*Exercise task:*
Rescale the records starting at the line that contains "Your task is to find thumb." and stopping after the line that contains "[0,293,355,447]", repeating every line, requests included, with each bounding box coordinate multiplied by 1.85 and rounded to a whole number, halves up. Give only those lines.

%%

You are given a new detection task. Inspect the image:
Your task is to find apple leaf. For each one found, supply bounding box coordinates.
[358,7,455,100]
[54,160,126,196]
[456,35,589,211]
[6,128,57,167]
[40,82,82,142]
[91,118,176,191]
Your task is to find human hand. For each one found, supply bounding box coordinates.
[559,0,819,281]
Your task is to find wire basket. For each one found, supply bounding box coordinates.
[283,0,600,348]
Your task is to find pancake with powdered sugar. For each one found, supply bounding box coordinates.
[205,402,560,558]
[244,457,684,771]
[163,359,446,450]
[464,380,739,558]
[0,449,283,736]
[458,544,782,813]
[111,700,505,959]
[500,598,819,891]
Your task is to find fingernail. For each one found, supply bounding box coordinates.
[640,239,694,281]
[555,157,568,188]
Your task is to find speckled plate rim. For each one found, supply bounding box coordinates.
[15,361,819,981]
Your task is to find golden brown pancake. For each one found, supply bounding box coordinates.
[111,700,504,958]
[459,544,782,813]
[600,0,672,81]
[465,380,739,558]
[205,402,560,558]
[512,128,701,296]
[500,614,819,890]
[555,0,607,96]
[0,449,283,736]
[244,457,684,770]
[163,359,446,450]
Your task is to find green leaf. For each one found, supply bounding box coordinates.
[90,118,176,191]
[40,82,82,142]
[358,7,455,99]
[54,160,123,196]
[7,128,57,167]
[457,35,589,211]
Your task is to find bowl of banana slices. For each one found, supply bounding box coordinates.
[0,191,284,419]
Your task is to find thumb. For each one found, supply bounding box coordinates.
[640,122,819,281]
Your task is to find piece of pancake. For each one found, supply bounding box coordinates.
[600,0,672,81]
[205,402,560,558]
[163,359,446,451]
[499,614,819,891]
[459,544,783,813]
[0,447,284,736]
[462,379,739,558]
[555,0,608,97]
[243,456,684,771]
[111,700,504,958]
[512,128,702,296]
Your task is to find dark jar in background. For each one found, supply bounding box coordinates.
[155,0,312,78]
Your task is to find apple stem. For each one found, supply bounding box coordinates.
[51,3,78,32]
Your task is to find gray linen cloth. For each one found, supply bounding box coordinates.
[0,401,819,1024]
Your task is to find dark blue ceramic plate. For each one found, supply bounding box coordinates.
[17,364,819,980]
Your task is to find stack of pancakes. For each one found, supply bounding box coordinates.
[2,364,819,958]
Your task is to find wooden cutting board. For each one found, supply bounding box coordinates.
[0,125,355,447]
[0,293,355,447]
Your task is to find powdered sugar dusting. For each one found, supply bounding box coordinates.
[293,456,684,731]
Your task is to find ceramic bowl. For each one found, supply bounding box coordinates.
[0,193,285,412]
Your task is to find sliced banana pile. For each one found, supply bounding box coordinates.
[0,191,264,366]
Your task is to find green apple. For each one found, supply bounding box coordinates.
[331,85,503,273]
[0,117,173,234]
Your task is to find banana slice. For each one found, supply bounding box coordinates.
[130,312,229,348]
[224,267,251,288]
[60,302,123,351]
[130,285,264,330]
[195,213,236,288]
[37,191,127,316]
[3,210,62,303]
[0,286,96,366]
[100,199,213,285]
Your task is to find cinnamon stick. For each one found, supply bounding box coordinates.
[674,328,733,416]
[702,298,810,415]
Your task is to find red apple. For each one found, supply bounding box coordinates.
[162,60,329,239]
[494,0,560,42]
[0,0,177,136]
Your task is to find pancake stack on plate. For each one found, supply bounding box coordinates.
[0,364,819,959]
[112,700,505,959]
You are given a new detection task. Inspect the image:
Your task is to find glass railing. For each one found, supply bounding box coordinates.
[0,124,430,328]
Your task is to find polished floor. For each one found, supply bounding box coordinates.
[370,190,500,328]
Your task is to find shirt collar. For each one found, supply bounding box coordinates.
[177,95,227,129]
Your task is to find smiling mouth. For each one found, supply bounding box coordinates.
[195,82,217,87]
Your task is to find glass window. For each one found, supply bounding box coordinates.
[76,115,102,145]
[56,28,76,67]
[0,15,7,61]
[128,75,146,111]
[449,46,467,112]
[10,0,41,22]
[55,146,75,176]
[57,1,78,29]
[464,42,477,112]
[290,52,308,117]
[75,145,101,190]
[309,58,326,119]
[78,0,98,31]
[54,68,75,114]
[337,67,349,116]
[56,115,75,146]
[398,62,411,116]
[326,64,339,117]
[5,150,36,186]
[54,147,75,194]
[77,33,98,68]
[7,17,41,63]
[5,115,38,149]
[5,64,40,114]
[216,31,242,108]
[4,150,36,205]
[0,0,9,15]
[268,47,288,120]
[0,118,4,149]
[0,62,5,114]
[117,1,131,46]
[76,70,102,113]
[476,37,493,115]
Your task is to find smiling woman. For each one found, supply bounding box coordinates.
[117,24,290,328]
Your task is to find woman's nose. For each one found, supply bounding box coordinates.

%%

*Result for this exercise:*
Your task is to find thumb. For each one found, supply bounding box coordinates.
[1184,226,1515,520]
Your task is to find piece of pancake. For each one found, supply bounding box coordinates.
[1110,0,1243,150]
[379,744,1036,1032]
[302,664,825,834]
[923,1136,1515,1648]
[849,1006,1449,1504]
[0,827,525,1362]
[855,701,1367,1032]
[1027,0,1125,179]
[450,844,1265,1426]
[205,1295,932,1772]
[947,237,1299,548]
Your task is to find dark jar in background. For each one found, supply bounding box coordinates.
[287,0,577,144]
Your task is to find apple stem. For each one found, supply bounding box coordinates.
[94,6,144,59]
Your task is to find gray linen cloth. For each one found, supply bounding box coordinates.
[0,742,1515,1894]
Your task is to find dark blue ceramic plate. For each one found, supply bounding box coordinates.
[31,673,1515,1813]
Your task is to find stack of pancakes. For each one found, supply bounding box coordinates.
[4,673,1515,1772]
Your task is to find wooden cutting board. For each one found, supply bounding box coordinates.
[0,231,657,827]
[0,542,657,827]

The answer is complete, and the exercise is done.